» Selection
++++

With my outspoken heresy out of the way, one thing is still obvious: if you’re a thrash aficionado, it goes without saying that this is still mandatory. I mean, come on, its Destruction’s first album, and even though it gets repetitive, there are still some stellar moments in here, once again mostly due to the fantastic solos, which likely would have made Hammett himself flaccid with joy. Judging by the reactions to this record from the metal community at large, I understand my viewpoint is among the minority, and it also must be noted that I have a lower tolerance for derivation in thrash than most of my cohorts, so chances are this will resonate with you much more than I. If you’re a thrasher that somehow in the name of holy pig fucking christ hasn’t listened to old Destruction yet, you’ve not a moment to lose.

I really, really wanted to love Infernal Overkill. It has some of the most badass riffing sequences I’ve ever heard, ever, and even these listed faults are not enough to nullify its prevailing, classic charm. Its importance certainly cannot be downplayed. At long last, though, this is an album I appreciate a bit more than I actively enjoy, if you catch my meaning. Taken a song at a time, it can be both fun and impressive, and it’s certainly a worthy addition to my, and your, collection, but it simply lacks that extra dynamic oomph that could have ushered it into the heights of Show No Mercy, Kill em All, or Bonded by Blood. I kept thinking I just wasn’t getting it, and re-listened to this no less than a dozen times before putting thoughts to pen. It’s so agonizingly close to breaking the boundaries to greatness it’s almost heartbreaking. For all my slander, though, it essentially boils down to this: Infernal Overkill is a pretty good album, and a classic piece of thrash. It’s an essential purchase for thrash barons, both established and aspiring, and even though it’s nowhere near the top of the genre mountain, it will still kick your ass. Not to mention, if this was released before you were born, like me, it’s important to experience and appreciate this evolutionary link in the chain of German thrash royalty. I've focused a lot on negativity here, but the fact is that when all is said and done, I like it about as much as Sentence of Death, and absolutely recommend it to any prospective thrashers, who will likely glean more than I did. I think it could have been better, but there's enough astonishing moments here to warrant a spot in your personal lexicon of extremity.

++++

» Work to complete
Please reproduce the part of the review starting at "With my outspoken" and ending at "moment to lose.". The items are separate from the review.

Position identification records
++++

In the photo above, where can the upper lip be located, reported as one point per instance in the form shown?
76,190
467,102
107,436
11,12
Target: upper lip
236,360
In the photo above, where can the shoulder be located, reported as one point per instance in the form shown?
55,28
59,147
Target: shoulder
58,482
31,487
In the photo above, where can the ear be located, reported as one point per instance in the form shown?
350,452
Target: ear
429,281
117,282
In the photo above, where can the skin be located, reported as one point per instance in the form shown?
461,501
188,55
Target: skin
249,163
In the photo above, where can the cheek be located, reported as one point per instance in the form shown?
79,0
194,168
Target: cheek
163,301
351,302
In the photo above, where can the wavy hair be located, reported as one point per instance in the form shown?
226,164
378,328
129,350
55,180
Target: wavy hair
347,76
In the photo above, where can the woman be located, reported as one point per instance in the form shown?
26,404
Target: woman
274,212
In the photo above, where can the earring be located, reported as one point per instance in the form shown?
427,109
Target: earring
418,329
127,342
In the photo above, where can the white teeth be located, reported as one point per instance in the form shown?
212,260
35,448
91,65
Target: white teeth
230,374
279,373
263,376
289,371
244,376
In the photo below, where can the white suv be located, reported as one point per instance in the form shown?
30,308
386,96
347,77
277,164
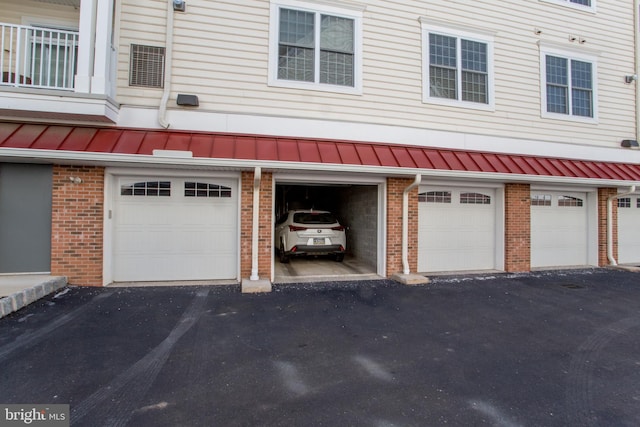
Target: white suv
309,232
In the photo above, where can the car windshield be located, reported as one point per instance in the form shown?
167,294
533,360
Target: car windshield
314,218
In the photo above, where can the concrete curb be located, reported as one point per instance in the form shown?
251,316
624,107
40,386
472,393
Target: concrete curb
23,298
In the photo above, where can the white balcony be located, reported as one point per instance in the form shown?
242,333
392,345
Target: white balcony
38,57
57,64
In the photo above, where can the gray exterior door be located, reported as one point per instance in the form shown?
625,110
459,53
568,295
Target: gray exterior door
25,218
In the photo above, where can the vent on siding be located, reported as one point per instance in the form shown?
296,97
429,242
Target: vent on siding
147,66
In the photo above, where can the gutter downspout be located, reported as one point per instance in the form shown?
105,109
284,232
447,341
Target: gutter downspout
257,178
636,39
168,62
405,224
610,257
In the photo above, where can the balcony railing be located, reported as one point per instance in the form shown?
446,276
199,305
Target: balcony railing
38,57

++++

» The output
With my outspoken heresy out of the way, one thing is still obvious: if you’re a thrash aficionado, it goes without saying that this is still mandatory. I mean, come on, its Destruction’s first album, and even though it gets repetitive, there are still some stellar moments in here, once again mostly due to the fantastic solos, which likely would have made Hammett himself flaccid with joy. Judging by the reactions to this record from the metal community at large, I understand my viewpoint is among the minority, and it also must be noted that I have a lower tolerance for derivation in thrash than most of my cohorts, so chances are this will resonate with you much more than I. If you’re a thrasher that somehow in the name of holy pig fucking christ hasn’t listened to old Destruction yet, you’ve not a moment to lose.